## Fragment strony
↓↓↓

Post autor: Firya » 13 lip 2020, 19:54

Firya zupełnie nie zwróciła uwagi na to, że poza nimi wyleguje się tu także inny jegomość. Dotarło to do niej dopiero wtedy, gdy ten oburzył się i napuszony postanowił stąd odejść. Tak, jak w pierwszej chwili spojrzała na niego z zaskoczeniem, tak gdy tylko zobaczyła jego przesadne oburzenie, zerknęła na brata i wybuchnęła śmiechem.
- "Może trochę kultury?" - przedrzeźniła odchodzącego już lwa, w przesadny sposób naśladując ton jego głosu. Potrzebowała chwili, by uspokoić rozbawienie. - Pojęcia nie mam, ale wygląda na kawał sztywniaka. Myślę, że takie solidne bieganie po krzakach mogłoby mu pomóc. - stwierdziła, najwyraźniej ani trochę nie przejęta tym, że w tak "karygodny" sposób zakłócili jego spokój. Zastanowiła się, bo sama nie przypominała sobie, by kiedykolwiek go widziała. Ale coś jej zaświtało, że mógł być na tamtej stadnej imprezie.
- Swoją drogą, ciekawe czy ta dziewczyna Ushiego i jej rodzinka zostają tu na stałe. Bo jeśli tak, to chyba możemy się pożegnać z naszym Ushim. - dodała, a kącik jej pyska wykrzywił się w złośliwym grymasie. Zdążyła już zauważyć, że ta lwica pochłania całą uwagę ich bratka. Najbardziej na tym wszystkim ucierpi pewnie Tauro, z którym przecież tworzyli nieodłączny duet - niczym Firya z Mkalim. Ciekawe, na ile pojawienie się Khalie namiesza w ich braterskiej relacji.
- Noszenie na sobie zabójczych oparów też jest słabe wizerunkowo. A zmniejszenie populacji krokodyli nie brzmi tak źle. - uznała. Fir zanurkowała, by po dłuższej chwili wynurzyć się nieznacznie przy drugim boku dryfującego brata, tak, że wystawała tylko część jej mordki.
- Grrr- czy jak tam robią krokodyle. - zaśmiała się, wyłaniając już całkiem swoją głowę. Poprawiła łapą niesforną grzywkę, która znów postanowiła ją częściowo oślepić.

↑↑↑

## Podane pozycje
↓↓↓

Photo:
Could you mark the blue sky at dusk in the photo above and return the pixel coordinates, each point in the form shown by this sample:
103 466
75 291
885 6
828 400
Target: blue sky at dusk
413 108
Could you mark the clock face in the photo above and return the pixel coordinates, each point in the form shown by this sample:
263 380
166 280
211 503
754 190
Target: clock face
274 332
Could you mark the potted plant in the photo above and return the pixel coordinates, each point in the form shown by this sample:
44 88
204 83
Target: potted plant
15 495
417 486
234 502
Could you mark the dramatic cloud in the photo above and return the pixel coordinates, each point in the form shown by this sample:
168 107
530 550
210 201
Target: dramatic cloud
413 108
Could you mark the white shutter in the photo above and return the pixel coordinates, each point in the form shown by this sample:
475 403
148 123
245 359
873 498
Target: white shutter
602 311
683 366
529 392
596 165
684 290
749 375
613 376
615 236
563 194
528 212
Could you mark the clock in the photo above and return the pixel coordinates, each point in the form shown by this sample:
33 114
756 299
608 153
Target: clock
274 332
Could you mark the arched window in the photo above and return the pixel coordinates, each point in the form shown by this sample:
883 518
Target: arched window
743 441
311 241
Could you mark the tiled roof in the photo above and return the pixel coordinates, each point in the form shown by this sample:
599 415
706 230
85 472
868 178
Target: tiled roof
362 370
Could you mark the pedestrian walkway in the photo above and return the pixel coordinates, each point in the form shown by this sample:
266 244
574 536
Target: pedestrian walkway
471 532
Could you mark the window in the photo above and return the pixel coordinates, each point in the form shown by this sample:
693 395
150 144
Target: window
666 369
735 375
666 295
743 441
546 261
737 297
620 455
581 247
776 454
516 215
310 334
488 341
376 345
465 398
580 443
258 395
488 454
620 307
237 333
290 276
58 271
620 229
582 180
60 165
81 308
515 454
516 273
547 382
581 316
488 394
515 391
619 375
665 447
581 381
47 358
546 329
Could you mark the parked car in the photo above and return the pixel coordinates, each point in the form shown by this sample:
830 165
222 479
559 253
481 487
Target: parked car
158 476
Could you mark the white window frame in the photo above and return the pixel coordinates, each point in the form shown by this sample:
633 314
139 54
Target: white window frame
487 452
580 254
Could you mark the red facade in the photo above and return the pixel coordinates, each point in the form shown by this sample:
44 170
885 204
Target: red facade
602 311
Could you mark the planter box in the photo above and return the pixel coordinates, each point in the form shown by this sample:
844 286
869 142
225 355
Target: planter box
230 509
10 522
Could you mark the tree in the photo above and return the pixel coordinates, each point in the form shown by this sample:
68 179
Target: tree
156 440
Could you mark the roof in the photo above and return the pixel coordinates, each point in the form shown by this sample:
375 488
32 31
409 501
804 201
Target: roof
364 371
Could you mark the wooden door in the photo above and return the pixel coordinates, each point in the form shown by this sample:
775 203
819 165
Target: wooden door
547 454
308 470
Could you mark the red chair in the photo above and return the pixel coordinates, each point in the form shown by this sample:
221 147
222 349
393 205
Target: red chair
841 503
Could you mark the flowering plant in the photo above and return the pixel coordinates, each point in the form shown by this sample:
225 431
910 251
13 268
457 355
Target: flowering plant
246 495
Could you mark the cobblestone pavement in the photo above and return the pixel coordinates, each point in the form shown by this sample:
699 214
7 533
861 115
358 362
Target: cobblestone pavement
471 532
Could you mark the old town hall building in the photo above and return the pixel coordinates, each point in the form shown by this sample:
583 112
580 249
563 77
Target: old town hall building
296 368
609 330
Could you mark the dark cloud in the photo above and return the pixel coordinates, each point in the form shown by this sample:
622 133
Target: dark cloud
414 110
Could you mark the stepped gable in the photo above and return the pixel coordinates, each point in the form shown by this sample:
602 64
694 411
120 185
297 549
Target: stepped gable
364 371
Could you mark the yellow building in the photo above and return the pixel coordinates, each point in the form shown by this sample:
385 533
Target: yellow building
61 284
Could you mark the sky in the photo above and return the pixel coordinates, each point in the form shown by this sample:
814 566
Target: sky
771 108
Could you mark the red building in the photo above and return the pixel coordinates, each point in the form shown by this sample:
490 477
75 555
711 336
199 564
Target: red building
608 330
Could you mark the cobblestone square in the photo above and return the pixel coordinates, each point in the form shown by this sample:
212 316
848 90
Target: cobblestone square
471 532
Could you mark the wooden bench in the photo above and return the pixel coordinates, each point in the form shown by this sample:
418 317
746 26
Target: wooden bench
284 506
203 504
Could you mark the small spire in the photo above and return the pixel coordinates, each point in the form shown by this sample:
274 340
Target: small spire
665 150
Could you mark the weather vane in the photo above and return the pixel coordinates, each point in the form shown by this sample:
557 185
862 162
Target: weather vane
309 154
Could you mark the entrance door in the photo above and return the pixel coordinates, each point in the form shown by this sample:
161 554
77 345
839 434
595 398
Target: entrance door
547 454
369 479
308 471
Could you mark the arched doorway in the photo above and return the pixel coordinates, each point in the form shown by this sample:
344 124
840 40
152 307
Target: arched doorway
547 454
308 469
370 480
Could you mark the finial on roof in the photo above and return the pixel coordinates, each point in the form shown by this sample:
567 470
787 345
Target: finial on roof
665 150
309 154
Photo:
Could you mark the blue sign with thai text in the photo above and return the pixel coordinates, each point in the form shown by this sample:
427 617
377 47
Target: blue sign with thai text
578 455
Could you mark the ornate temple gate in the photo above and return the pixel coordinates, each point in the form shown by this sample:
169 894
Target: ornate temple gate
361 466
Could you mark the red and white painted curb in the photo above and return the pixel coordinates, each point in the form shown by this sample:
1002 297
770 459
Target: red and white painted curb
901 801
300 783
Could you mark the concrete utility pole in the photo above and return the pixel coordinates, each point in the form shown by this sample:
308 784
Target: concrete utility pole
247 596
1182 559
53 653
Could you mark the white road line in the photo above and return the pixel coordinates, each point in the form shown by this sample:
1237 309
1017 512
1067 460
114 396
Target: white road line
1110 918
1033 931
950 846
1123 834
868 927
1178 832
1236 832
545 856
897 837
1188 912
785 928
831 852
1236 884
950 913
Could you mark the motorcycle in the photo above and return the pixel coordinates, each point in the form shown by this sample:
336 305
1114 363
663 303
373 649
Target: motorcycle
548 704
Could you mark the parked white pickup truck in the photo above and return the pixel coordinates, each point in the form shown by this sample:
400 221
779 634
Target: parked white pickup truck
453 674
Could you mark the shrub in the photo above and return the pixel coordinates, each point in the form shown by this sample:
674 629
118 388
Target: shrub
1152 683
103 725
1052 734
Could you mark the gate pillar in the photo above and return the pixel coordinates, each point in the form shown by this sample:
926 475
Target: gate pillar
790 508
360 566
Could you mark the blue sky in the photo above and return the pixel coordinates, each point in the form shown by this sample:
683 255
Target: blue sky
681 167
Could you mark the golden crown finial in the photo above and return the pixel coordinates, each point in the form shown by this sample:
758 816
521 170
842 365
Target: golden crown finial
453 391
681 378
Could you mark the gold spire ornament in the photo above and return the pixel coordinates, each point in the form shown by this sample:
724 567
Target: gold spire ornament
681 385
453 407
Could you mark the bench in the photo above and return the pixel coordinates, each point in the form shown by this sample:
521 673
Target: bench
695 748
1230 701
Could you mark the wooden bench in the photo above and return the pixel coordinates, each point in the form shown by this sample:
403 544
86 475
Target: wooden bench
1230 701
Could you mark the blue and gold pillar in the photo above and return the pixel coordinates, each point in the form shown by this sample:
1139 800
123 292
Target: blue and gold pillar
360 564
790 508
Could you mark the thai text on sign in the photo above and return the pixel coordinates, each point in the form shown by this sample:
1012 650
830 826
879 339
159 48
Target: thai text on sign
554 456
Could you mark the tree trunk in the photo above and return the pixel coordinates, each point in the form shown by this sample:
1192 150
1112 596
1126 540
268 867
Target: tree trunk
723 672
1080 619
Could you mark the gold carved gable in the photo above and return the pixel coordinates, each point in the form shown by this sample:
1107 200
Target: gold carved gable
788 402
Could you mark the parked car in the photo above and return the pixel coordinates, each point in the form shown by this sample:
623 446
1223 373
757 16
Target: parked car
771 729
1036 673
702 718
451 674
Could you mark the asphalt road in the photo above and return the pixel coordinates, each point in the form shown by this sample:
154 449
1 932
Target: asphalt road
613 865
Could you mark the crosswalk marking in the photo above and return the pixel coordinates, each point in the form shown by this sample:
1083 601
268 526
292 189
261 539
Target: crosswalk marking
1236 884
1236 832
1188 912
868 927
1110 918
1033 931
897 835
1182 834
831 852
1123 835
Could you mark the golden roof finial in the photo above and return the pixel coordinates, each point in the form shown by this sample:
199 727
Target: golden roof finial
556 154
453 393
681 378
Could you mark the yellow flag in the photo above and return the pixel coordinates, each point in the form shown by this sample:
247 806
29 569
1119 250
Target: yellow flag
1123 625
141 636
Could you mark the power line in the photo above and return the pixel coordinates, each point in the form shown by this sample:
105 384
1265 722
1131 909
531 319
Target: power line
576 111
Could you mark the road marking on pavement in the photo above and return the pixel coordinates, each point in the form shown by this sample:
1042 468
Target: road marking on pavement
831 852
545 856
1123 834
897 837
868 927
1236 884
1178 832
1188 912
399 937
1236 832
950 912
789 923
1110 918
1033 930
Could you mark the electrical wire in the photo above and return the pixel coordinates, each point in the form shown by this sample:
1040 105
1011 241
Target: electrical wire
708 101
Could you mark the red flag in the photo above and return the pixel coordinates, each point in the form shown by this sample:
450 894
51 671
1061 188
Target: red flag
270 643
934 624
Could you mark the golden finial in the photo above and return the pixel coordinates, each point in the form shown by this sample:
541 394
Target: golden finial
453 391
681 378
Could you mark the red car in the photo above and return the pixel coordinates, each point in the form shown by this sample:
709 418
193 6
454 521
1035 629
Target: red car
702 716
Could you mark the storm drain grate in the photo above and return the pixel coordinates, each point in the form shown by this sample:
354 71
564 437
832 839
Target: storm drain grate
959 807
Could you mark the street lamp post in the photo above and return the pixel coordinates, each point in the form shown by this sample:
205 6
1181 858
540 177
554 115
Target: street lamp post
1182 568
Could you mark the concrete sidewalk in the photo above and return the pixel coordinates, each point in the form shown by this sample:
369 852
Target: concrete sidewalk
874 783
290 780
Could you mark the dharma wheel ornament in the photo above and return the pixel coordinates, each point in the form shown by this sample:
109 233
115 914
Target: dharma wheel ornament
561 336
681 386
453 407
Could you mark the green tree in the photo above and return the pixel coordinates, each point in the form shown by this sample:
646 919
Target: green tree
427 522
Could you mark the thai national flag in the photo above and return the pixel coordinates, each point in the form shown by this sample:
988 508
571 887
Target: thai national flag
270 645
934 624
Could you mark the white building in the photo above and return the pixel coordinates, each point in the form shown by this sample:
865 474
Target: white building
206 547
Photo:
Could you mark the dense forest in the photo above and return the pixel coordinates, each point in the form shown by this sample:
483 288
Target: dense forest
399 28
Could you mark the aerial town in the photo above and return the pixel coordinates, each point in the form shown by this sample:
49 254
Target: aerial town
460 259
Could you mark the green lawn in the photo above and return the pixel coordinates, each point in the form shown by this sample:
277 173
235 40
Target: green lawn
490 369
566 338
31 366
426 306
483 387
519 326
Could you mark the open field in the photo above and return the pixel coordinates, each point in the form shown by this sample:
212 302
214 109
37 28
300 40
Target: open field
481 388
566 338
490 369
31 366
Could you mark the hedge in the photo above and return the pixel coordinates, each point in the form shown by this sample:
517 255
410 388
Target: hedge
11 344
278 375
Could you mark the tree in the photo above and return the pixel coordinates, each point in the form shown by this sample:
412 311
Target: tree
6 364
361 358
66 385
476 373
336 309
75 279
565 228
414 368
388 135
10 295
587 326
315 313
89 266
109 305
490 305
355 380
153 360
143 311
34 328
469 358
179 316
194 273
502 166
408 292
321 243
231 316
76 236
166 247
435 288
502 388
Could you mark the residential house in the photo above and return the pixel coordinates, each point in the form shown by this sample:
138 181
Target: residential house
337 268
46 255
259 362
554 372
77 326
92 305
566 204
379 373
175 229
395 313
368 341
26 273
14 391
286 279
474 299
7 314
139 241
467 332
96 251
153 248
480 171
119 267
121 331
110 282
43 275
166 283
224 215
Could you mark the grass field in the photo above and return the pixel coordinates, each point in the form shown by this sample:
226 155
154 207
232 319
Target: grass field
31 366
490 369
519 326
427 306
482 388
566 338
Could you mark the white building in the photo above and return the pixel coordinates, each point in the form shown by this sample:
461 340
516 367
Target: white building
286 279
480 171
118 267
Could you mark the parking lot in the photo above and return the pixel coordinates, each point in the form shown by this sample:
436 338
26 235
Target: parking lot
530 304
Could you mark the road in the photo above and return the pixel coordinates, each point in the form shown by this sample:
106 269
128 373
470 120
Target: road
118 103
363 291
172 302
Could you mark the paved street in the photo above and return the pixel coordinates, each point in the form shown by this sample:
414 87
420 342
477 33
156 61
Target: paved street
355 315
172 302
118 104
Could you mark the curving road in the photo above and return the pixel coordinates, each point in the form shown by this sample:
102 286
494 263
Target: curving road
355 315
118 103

↑↑↑

## Zadanie
Wypisz wszystkie imiona postaci z fragmentu strony w tej formie gramatycznej, w jakiej tam występują, każdą formę jeden raz i w kolejności pojawienia się. Opieraj się wyłącznie na fragmencie strony.

## Odpowiedź końcowa
Firya, Ushiego, Ushim, Tauro, Mkalim, Khalie, Fir